**Text segment**
▬▬▬▬▬▬

Every Kid Has Their One “Thing”
4 mins read

Every Kid Has Their One “Thing”

I was talking to a friend of mine the other day and she was relaying the struggles that she’s had with her daughter and potty training.

After a more detailed explanation of everything under the sun that she has tried, she said “You know I get that this is just her ‘thing’, every kid has something that is a challenge and this is hers.”

I’ve thought about that a lot recently, and while I haven’t polled every mom I know, I would venture to say that it’s probably fairly accurate. Every child goes through something that is difficult to get past and can stress out the parents and the kids as well.

My two kids are each going through their own ‘things’ right now and I know I’m totally stressed out about it – which is either an indication that I need to chill out, get a job, or drink more.  Unfortunately the “drinking more” option is out because I’m preggers, which could also be adding to my underlying stress. A job is also out right now because of the aforementioned situation. So I guess that leaves me to just figure out how to chill out about it all.

The tough thing about parenting is that you don’t know with certainty, what the long-term ramifications of your actions are going to be, so it’s hard to know what line to take.

I’ll give you an example: for the past six months my 4-year-old son has refused to participate in classes that he has asked me to sign him up for. We signed up for baseball with a good friend of his, and every week we would go to class and he couldn’t get himself to join in.

▬▬▬▬▬▬

**Supplied entries**
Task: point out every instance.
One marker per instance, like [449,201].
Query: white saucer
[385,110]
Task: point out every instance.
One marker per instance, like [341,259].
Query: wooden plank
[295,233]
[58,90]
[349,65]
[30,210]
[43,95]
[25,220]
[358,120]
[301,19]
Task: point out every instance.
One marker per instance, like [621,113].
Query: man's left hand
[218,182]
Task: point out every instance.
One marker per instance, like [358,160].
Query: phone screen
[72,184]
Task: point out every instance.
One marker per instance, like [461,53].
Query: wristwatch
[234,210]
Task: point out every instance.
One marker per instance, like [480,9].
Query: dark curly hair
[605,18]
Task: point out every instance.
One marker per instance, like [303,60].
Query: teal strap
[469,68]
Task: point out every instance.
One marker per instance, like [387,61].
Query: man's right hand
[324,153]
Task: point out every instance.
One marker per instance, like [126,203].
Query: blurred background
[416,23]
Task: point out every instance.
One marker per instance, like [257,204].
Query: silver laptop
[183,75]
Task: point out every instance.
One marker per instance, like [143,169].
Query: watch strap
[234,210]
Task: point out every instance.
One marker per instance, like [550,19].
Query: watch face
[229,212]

▬▬▬▬▬▬

**Directions**
From the parenting essay, copy the passage that begins at "My two kids" and stops after "about it all.", word for word.

**Result for this exercise**
My two kids are each going through their own ‘things’ right now and I know I’m totally stressed out about it – which is either an indication that I need to chill out, get a job, or drink more.  Unfortunately the “drinking more” option is out because I’m preggers, which could also be adding to my underlying stress. A job is also out right now because of the aforementioned situation. So I guess that leaves me to just figure out how to chill out about it all.